Exercise →
Output the opening lines of the records exactly. End with the line that contains "Query: **harbor water**".

Information provided →

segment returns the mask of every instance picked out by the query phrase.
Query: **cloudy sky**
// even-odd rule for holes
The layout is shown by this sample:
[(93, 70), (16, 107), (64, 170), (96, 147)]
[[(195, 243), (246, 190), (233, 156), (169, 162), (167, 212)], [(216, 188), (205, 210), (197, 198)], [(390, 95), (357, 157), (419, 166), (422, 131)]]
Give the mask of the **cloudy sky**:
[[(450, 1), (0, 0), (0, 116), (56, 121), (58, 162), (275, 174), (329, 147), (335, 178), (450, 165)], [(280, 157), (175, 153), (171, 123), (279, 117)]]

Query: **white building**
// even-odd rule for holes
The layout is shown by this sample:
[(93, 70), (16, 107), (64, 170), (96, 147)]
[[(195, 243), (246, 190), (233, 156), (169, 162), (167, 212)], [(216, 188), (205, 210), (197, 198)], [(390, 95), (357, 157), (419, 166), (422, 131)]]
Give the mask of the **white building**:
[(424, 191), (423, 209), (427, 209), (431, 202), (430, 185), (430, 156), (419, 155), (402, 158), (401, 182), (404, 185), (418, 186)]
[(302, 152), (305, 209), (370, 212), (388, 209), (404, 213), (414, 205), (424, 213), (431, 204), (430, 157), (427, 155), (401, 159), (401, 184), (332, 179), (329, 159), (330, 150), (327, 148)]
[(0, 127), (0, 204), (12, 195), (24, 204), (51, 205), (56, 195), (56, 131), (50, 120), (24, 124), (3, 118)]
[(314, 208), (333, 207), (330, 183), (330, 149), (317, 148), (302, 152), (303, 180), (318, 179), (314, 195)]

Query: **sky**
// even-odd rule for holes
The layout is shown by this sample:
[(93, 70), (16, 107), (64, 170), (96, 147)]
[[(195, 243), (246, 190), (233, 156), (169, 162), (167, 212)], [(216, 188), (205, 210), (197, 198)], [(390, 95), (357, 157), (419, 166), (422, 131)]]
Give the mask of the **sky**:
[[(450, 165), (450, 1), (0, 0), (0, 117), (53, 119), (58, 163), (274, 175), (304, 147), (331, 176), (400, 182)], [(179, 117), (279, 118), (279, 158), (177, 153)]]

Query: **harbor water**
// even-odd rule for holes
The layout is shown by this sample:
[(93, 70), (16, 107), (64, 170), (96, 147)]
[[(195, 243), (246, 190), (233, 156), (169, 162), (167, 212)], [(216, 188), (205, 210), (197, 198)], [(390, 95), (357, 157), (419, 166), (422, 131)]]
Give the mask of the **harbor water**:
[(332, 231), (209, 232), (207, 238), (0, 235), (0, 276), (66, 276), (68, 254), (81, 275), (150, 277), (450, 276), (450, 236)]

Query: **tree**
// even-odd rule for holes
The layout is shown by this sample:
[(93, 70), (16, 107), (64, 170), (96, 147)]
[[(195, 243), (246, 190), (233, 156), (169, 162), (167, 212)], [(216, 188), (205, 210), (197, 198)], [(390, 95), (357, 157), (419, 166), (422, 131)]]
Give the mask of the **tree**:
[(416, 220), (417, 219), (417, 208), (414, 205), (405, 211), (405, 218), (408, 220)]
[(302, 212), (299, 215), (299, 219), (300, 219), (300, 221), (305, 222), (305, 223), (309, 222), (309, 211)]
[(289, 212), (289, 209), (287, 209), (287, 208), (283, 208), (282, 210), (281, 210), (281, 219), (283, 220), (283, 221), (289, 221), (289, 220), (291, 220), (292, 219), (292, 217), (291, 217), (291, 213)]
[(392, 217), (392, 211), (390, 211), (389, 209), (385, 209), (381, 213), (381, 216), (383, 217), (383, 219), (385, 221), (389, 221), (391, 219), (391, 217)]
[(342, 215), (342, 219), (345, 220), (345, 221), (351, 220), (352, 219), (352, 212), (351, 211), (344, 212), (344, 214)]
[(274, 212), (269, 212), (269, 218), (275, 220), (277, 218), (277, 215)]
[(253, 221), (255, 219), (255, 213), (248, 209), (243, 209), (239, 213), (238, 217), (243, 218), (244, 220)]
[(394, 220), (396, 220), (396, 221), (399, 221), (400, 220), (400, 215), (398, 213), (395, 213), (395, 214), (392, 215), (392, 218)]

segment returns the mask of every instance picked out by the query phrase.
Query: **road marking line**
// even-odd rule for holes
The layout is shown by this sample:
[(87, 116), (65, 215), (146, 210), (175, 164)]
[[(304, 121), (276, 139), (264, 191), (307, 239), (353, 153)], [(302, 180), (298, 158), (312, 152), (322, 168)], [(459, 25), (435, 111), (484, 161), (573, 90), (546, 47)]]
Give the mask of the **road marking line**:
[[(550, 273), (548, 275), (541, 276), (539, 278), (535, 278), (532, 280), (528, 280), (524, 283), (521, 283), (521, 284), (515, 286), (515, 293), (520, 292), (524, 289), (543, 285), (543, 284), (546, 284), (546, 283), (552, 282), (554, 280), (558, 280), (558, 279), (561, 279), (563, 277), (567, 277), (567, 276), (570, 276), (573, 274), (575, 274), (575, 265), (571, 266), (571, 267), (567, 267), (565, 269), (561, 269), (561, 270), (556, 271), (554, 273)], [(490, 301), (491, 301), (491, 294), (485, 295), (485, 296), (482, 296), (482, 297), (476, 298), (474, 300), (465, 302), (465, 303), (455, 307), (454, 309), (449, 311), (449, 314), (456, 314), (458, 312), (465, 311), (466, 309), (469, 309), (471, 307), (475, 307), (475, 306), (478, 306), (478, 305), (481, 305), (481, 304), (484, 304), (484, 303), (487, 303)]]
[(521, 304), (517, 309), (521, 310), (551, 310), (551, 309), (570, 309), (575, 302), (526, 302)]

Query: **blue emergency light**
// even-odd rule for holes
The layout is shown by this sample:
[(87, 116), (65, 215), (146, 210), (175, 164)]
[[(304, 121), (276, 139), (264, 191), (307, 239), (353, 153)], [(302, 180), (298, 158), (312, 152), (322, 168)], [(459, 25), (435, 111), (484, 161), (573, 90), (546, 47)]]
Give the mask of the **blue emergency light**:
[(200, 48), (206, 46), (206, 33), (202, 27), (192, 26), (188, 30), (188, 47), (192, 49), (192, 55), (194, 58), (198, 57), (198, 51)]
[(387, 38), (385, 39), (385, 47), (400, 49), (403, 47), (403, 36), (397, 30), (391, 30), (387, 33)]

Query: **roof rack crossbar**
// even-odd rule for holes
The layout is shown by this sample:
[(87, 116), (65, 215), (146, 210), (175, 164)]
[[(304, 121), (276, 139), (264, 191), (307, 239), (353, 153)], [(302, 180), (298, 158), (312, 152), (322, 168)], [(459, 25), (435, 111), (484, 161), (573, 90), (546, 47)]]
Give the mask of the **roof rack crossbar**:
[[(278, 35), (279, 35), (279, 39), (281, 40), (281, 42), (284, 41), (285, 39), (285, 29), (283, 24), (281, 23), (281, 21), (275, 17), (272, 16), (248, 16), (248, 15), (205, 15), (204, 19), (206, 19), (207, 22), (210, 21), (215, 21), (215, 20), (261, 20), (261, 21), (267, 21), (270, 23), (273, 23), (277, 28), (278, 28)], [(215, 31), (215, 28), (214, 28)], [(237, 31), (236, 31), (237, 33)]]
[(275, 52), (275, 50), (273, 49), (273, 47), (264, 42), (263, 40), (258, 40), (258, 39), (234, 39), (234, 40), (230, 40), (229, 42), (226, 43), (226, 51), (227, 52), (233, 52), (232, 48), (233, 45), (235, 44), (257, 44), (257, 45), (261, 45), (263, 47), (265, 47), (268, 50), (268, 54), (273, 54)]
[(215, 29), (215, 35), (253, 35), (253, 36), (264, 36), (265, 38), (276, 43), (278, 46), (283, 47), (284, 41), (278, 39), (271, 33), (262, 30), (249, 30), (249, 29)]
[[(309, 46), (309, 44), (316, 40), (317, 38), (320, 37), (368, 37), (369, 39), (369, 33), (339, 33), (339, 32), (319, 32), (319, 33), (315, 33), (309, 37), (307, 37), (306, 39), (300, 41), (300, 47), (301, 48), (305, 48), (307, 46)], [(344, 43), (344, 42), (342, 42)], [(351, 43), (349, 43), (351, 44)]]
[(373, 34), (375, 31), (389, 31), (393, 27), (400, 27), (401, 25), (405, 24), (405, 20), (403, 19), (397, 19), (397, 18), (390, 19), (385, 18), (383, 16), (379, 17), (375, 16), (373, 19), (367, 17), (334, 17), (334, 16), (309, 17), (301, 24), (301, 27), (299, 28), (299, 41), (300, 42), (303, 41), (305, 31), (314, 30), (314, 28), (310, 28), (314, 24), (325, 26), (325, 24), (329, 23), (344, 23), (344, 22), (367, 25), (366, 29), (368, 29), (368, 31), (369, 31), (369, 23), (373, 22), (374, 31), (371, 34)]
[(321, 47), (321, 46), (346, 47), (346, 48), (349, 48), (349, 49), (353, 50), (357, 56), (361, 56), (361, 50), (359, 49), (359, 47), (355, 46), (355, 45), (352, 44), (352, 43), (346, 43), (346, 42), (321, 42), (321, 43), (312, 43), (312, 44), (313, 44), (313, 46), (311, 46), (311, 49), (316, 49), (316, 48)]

Response →
segment returns the mask of every instance picked out by the query phrase.
Query: **cloudy sky**
// even-odd rule for holes
The layout is shown by this sample:
[(93, 70), (16, 107), (64, 170), (96, 147)]
[[(195, 243), (246, 190), (233, 156), (169, 162), (167, 212)], [(216, 188), (205, 210), (197, 198)], [(390, 95), (357, 157), (419, 166), (422, 131)]]
Give the mask of the **cloudy sky**:
[[(450, 1), (0, 0), (0, 116), (56, 121), (58, 162), (275, 174), (329, 147), (335, 178), (450, 165)], [(280, 157), (175, 153), (171, 123), (279, 117)]]

Query: **white building**
// even-odd rule for holes
The layout is shown by this sample:
[(93, 70), (16, 107), (64, 170), (96, 147)]
[[(195, 243), (246, 190), (233, 156), (169, 162), (167, 212)], [(216, 188), (205, 210), (197, 198)], [(390, 95), (357, 157), (419, 166), (422, 131)]]
Give the mask of the **white building**:
[(424, 191), (423, 209), (427, 209), (431, 202), (430, 185), (430, 156), (419, 155), (402, 158), (401, 182), (404, 185), (418, 186)]
[(302, 152), (305, 209), (370, 212), (388, 209), (404, 213), (414, 205), (424, 213), (431, 204), (430, 157), (427, 155), (401, 159), (401, 184), (332, 179), (329, 159), (330, 150), (327, 148)]
[(0, 127), (0, 204), (12, 195), (24, 204), (51, 205), (56, 195), (56, 131), (50, 120), (24, 124), (3, 118)]
[(314, 208), (333, 207), (330, 183), (330, 149), (317, 148), (302, 152), (303, 180), (318, 179), (314, 195)]

Query: **sky**
// even-odd rule for holes
The layout is shown by this sample:
[(93, 70), (16, 107), (64, 170), (96, 147)]
[[(195, 243), (246, 190), (233, 156), (169, 162), (167, 212)], [(216, 188), (205, 210), (197, 198)], [(390, 95), (357, 157), (419, 166), (422, 131)]]
Give the mask of the **sky**:
[[(450, 165), (450, 1), (0, 0), (0, 117), (53, 119), (58, 163), (274, 175), (304, 147), (331, 176), (400, 182)], [(179, 117), (279, 118), (279, 158), (177, 153)]]

Query: **harbor water**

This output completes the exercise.